ODH Logo

gzip to raw monthly data

This notebook handles the .gz files downloaded by "collect_data.ipynb" by checking the local data directory's 'raw/fedora-devel-list' for any .gz files that do not have a corresponding *.mbox file, and then unzips them.

The unziped files are only stored locally to be consumed by the preprocessing notebooks to prevent pushing and pulling the raw datasets to and from Ceph.

Note: This notebook should be used in automation.

[15]
import gzip
import shutil
import os
from pathlib import Path
from dotenv import load_dotenv

load_dotenv("../../.env")
True
[16]
BASE_PATH = os.getenv("LOCAL_DATA_PATH", "../../data")
path = Path(BASE_PATH).joinpath("raw/fedora-devel-list")

# check for gz that don't have a corresponding mbox
gzs_names = set([x.name for x in list(path.glob("*.gz"))])
mbox_names = set([x.name + ".gz" for x in list(path.glob("*.mbox"))])
gzs = list(gzs_names.difference(mbox_names))
[]
[12]
# unzip and save each file locally.
for mail in gzs:
    with gzip.open(path.joinpath(mail), "rb") as f_in:
        with open(path.joinpath(mail[:-3]), "wb") as f_out:
            print(mail[:-3])
            shutil.copyfileobj(f_in, f_out)

▶ What this task involves
According to the gzip notebook, why are the unzipped files stored only locally? The listing that follows comes from a separate source.

▶ Dataset
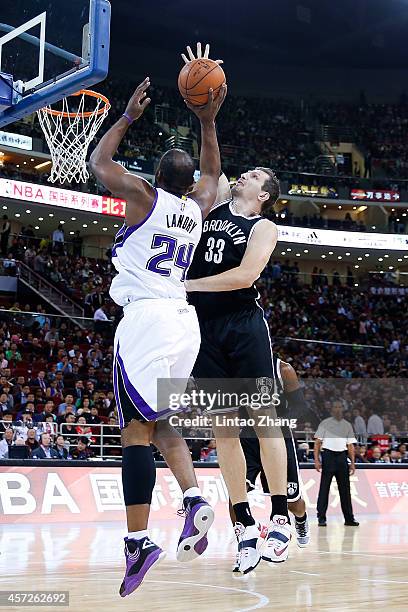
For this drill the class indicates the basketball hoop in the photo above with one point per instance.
(69, 131)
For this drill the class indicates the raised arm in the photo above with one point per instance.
(258, 252)
(138, 193)
(204, 191)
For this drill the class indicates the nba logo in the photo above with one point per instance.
(264, 385)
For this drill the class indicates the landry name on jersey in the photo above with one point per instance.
(152, 257)
(222, 246)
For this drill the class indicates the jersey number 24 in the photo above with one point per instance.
(180, 255)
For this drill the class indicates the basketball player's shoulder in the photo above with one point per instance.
(265, 229)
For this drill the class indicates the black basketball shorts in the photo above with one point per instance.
(252, 453)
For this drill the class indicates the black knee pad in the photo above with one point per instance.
(138, 475)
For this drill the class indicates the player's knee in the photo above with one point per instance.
(137, 433)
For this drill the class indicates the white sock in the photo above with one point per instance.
(137, 535)
(192, 492)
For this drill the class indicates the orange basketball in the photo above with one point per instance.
(197, 77)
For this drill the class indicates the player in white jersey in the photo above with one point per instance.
(158, 337)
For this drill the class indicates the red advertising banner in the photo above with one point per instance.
(46, 494)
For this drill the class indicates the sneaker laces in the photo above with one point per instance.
(301, 529)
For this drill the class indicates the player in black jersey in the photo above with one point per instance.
(292, 405)
(236, 244)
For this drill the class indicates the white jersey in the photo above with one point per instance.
(152, 257)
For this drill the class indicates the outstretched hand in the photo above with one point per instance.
(191, 57)
(138, 102)
(208, 112)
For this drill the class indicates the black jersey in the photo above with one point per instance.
(222, 246)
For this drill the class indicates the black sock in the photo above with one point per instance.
(301, 519)
(243, 514)
(279, 506)
(138, 475)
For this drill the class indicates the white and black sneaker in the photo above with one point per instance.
(302, 533)
(248, 547)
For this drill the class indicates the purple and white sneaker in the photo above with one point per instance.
(199, 518)
(140, 555)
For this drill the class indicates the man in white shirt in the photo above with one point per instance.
(360, 427)
(335, 438)
(100, 314)
(375, 425)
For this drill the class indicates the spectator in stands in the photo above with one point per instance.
(303, 452)
(31, 440)
(61, 449)
(68, 429)
(6, 442)
(376, 455)
(4, 235)
(45, 450)
(82, 451)
(58, 240)
(395, 456)
(47, 412)
(40, 381)
(7, 419)
(375, 424)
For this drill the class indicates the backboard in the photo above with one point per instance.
(52, 48)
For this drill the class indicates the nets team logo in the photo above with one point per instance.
(292, 488)
(264, 385)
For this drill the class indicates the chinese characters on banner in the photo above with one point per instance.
(96, 494)
(65, 198)
(375, 196)
(314, 191)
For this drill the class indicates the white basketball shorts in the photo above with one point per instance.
(157, 339)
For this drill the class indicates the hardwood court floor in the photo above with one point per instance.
(344, 568)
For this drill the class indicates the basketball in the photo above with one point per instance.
(197, 77)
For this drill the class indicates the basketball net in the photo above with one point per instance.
(69, 132)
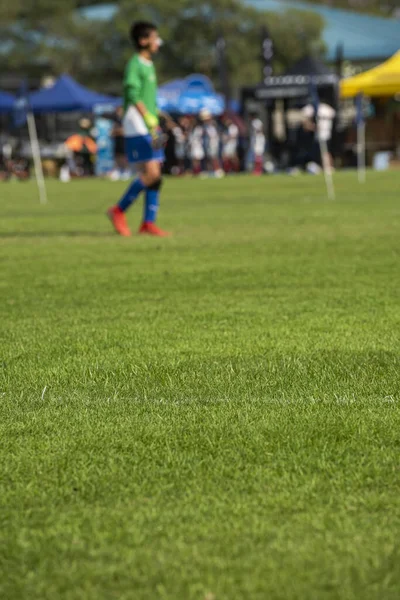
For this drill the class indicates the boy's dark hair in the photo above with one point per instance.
(140, 30)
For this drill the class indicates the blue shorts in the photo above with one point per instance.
(140, 149)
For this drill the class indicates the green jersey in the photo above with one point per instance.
(140, 84)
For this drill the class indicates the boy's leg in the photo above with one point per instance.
(152, 176)
(116, 213)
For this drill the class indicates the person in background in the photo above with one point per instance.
(230, 145)
(257, 144)
(121, 170)
(196, 147)
(180, 132)
(144, 140)
(211, 144)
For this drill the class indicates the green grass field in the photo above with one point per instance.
(211, 416)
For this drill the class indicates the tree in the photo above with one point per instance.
(56, 37)
(385, 7)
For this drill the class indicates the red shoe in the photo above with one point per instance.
(152, 229)
(118, 219)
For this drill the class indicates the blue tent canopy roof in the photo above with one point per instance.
(6, 102)
(67, 95)
(190, 96)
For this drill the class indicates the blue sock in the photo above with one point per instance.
(151, 205)
(131, 194)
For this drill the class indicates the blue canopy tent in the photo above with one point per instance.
(67, 95)
(189, 96)
(6, 102)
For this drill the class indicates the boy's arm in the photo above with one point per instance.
(133, 87)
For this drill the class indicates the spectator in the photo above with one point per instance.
(121, 170)
(196, 147)
(326, 116)
(257, 144)
(211, 140)
(230, 145)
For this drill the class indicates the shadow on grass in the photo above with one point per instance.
(53, 234)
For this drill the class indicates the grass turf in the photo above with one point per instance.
(209, 416)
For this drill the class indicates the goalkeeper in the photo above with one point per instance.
(142, 132)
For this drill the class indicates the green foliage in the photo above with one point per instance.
(96, 52)
(214, 415)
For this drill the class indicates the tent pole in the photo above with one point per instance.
(36, 158)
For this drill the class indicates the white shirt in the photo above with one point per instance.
(326, 114)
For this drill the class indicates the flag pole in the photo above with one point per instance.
(361, 159)
(323, 144)
(327, 167)
(36, 157)
(361, 140)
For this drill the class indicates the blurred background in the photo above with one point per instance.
(258, 84)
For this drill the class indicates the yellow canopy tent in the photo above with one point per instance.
(381, 81)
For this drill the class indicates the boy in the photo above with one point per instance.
(142, 133)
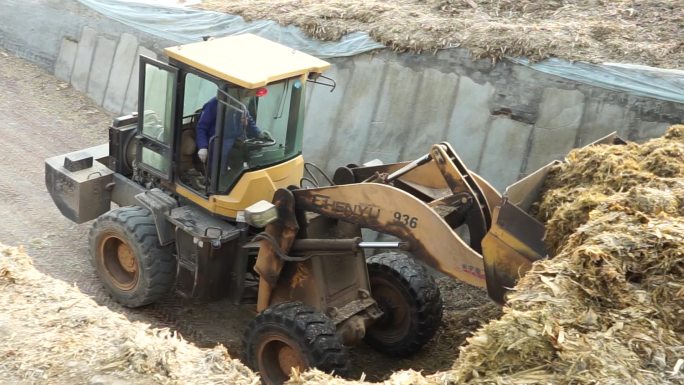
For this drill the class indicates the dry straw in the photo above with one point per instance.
(642, 32)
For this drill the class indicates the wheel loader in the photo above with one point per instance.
(257, 217)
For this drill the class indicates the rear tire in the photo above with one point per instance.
(410, 300)
(292, 334)
(125, 251)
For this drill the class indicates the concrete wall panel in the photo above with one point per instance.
(392, 131)
(600, 119)
(350, 128)
(84, 58)
(504, 151)
(431, 120)
(470, 120)
(65, 61)
(131, 103)
(323, 108)
(124, 57)
(560, 116)
(102, 65)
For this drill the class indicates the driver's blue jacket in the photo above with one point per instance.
(206, 126)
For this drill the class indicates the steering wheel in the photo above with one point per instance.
(252, 143)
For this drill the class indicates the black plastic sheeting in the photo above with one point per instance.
(634, 79)
(186, 25)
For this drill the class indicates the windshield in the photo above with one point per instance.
(261, 128)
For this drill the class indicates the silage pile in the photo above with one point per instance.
(51, 333)
(609, 308)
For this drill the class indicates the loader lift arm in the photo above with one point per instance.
(422, 203)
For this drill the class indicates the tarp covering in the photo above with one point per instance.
(663, 84)
(186, 25)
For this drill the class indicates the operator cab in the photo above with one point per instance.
(256, 87)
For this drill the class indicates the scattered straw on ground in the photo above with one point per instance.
(53, 334)
(626, 31)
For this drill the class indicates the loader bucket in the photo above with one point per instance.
(516, 239)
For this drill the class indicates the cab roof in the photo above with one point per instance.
(247, 60)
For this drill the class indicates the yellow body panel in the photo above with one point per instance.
(246, 60)
(252, 187)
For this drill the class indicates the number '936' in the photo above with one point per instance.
(408, 220)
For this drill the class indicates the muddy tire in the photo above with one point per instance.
(125, 251)
(410, 300)
(292, 334)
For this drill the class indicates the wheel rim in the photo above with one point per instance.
(276, 356)
(395, 323)
(119, 262)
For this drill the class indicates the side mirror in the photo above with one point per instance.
(260, 214)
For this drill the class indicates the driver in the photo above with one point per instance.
(237, 124)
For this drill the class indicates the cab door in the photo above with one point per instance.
(156, 117)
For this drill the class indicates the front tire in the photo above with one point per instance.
(289, 335)
(125, 251)
(410, 300)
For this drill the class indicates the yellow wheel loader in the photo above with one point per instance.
(252, 213)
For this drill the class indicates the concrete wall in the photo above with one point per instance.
(505, 120)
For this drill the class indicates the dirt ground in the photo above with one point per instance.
(41, 117)
(626, 31)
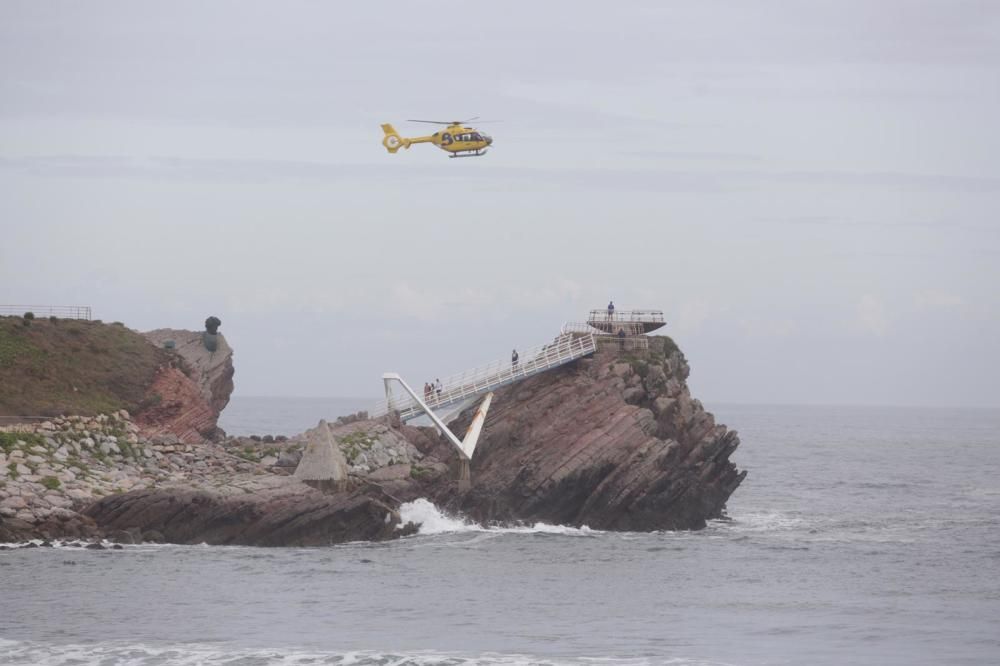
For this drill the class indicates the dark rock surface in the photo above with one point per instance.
(254, 511)
(613, 442)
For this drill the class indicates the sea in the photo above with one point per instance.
(862, 535)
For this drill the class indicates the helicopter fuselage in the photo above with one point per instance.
(456, 139)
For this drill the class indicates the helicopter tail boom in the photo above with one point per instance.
(392, 141)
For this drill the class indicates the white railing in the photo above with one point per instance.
(456, 388)
(638, 316)
(60, 311)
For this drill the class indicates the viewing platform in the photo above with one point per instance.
(641, 321)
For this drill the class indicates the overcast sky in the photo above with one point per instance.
(810, 191)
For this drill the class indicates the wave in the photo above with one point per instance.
(431, 520)
(770, 521)
(133, 654)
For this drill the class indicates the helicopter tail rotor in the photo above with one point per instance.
(392, 140)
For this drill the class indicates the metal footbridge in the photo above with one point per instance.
(467, 385)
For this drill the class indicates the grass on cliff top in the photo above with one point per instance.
(73, 367)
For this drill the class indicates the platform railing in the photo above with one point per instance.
(485, 378)
(60, 311)
(638, 316)
(576, 327)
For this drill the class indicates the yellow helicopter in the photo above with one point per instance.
(455, 138)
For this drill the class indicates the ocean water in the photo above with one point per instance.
(861, 536)
(255, 415)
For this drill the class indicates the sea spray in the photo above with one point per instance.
(431, 520)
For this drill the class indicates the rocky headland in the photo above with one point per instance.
(614, 441)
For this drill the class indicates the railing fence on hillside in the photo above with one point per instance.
(60, 311)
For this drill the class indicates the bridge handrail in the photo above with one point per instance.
(477, 380)
(61, 311)
(651, 316)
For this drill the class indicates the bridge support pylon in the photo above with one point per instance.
(467, 446)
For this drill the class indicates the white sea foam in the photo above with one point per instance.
(132, 654)
(769, 521)
(432, 520)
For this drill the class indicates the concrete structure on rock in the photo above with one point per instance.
(625, 329)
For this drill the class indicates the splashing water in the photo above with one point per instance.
(432, 520)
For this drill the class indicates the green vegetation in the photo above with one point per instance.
(8, 440)
(354, 443)
(417, 473)
(73, 367)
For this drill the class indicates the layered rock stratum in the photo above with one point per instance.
(614, 442)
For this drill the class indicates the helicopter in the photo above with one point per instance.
(455, 138)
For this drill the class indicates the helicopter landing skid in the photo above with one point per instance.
(471, 153)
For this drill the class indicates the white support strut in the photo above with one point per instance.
(468, 444)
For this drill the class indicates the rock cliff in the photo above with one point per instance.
(187, 398)
(614, 442)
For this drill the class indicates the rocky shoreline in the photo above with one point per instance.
(612, 442)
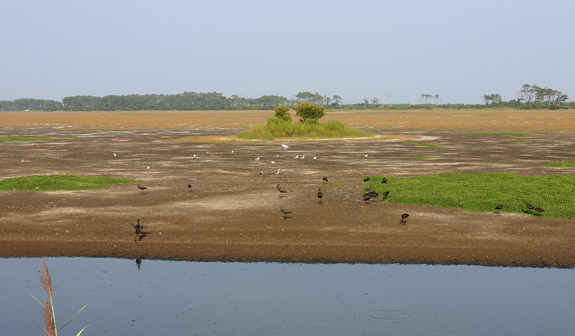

▶ Full solution
They are stored only locally to prevent pushing and pulling the raw datasets to and from Ceph.